FYI Doug Tallamy's Reason to Hope is a good read.

The Velveteen Ocelot

(120,782 posts)
7. i've never seen that plant; I think we're too cold for it here.
Sat May 30, 2020, 10:56 AM
May 2020

But we do have greater celandine, which is also considered invasive. I've got a book, "Eradicate Invasive Plants," by Teri Chace, which is quite good, and lists some plants that I actually like and didn't know were invasive. I've also got Tallamy's other book, "Bringing Nature Home." Will look at the one you mentioned; he's a good writer.

Botany

(72,456 posts)
8. Sorry it is "Nature's Best Hope." The Living Landscape is a good one too.
Sat May 30, 2020, 11:03 AM
May 2020
https://www.timberpress.com/authors/douglas-w-tallamy


Lesser Celandine ....
Where do you live? Cold doesn't seem to bother it in Northern OH.

The Velveteen Ocelot

(120,782 posts)
9. Minnesota, Zone 4.
Sat May 30, 2020, 11:07 AM
May 2020

I think you are in Zone 5. Greater celandine will grow even in Zone 3, it's kind of a pest up north.

steventh

(2,156 posts)
13. Vinca is the unwelcome invader in my garden.
Sat May 30, 2020, 12:06 PM
May 2020

I don't dare to even try to compost it, it's so vigorous.

*Written instruction*: Please continue the forum thread about invasive garden plants, starting after its final post about vinca.

*Data lines*:
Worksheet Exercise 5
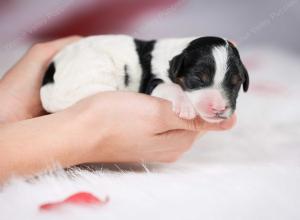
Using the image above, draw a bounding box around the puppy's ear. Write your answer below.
[242,64,249,92]
[169,54,184,81]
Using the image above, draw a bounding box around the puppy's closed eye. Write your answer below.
[230,74,242,86]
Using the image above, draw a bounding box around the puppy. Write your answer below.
[41,35,249,123]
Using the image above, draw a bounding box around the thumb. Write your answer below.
[170,113,237,131]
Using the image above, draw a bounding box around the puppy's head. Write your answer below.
[169,37,249,122]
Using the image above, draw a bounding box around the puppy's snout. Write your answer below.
[210,105,229,114]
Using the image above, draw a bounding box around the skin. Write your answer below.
[0,37,236,182]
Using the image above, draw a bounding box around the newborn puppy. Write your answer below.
[41,35,249,122]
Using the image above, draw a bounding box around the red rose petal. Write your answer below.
[39,192,108,210]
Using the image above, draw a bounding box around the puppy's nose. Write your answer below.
[211,106,228,114]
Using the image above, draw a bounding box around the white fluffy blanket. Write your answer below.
[0,48,300,220]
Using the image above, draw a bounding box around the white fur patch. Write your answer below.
[212,46,228,87]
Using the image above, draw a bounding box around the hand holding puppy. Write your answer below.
[0,37,236,181]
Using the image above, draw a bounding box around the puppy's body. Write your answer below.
[41,35,248,122]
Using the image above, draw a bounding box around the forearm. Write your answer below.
[0,108,88,182]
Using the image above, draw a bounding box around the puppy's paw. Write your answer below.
[172,95,197,120]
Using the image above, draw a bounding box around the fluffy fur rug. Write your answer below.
[0,48,300,220]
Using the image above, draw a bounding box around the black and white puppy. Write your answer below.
[41,35,249,122]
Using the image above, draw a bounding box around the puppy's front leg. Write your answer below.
[151,83,197,119]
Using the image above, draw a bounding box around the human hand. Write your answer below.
[64,92,236,163]
[0,36,80,122]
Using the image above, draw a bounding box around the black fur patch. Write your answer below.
[124,65,130,87]
[42,62,55,86]
[134,39,163,95]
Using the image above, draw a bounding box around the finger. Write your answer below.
[202,114,237,131]
[157,130,198,152]
[166,106,236,131]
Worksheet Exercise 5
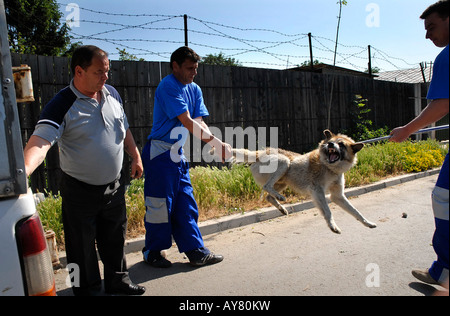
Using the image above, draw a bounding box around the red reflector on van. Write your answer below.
[19,213,47,257]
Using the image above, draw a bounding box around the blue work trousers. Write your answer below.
[429,155,449,283]
[142,141,206,256]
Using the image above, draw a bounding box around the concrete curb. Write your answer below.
[125,168,441,254]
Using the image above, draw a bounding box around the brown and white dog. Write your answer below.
[231,130,376,234]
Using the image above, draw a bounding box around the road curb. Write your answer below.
[125,168,441,254]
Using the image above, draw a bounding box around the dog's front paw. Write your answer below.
[364,221,377,228]
[275,194,286,202]
[329,223,342,234]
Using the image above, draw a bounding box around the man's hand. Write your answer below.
[124,129,144,179]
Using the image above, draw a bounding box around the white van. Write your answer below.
[0,0,56,296]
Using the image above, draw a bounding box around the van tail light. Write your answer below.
[17,213,56,296]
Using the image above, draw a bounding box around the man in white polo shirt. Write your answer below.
[24,46,145,295]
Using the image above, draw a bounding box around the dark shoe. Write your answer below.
[142,248,172,269]
[190,253,223,267]
[105,283,146,295]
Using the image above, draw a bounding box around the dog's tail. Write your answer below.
[209,147,266,165]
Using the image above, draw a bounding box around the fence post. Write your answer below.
[184,14,189,46]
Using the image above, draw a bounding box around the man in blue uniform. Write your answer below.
[391,0,449,285]
[142,47,231,268]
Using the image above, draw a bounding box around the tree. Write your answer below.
[201,53,242,66]
[4,0,74,56]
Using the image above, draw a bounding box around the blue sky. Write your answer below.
[58,0,440,71]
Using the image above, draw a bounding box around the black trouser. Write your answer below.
[61,170,130,295]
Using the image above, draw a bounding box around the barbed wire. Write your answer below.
[60,4,426,71]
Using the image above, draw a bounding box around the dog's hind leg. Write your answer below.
[330,188,377,228]
[263,159,290,202]
[266,183,289,215]
[310,187,341,234]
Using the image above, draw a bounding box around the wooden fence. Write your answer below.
[12,54,426,192]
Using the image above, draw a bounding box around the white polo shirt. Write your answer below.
[33,81,129,185]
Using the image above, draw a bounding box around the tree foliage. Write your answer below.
[201,53,242,66]
[4,0,75,56]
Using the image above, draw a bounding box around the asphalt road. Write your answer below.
[56,176,440,296]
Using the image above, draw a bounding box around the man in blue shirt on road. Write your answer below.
[391,0,449,286]
[142,47,231,268]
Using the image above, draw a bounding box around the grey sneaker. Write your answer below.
[411,269,440,285]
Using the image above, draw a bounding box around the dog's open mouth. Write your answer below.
[328,148,341,163]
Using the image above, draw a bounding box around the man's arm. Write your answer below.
[390,99,449,143]
[178,111,231,160]
[24,135,52,177]
[124,129,144,179]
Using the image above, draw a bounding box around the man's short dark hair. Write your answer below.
[170,46,202,69]
[420,0,450,20]
[70,45,108,75]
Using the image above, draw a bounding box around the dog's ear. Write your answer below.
[352,143,364,154]
[323,129,333,139]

*Written answer*:
csziggy

(34,189 posts)
18. Ardisia, Chinese tallow trees, and Mexican petunias are what I am fighting
Sat May 30, 2020, 09:27 PM
May 2020

We may have finally killed off the Mexican petunias - covered them with black plastic for a year to cook the roots. Sprayed the survivors coming up around the edges with herbicide - THREE times. So far they don't seem to be coming back.

Ardisia will be the next battle - they are sprouting anywhere the birds hang out - the people that have moved into the subdivisions that now surround us planted it and the Chinese tallow and the birds happily spread the seeds.

They are KNOWN to been invasive and the nurseries still sell the damn plants. As I replant, I am going all native plants. I need to join the local native plant group to get some advice.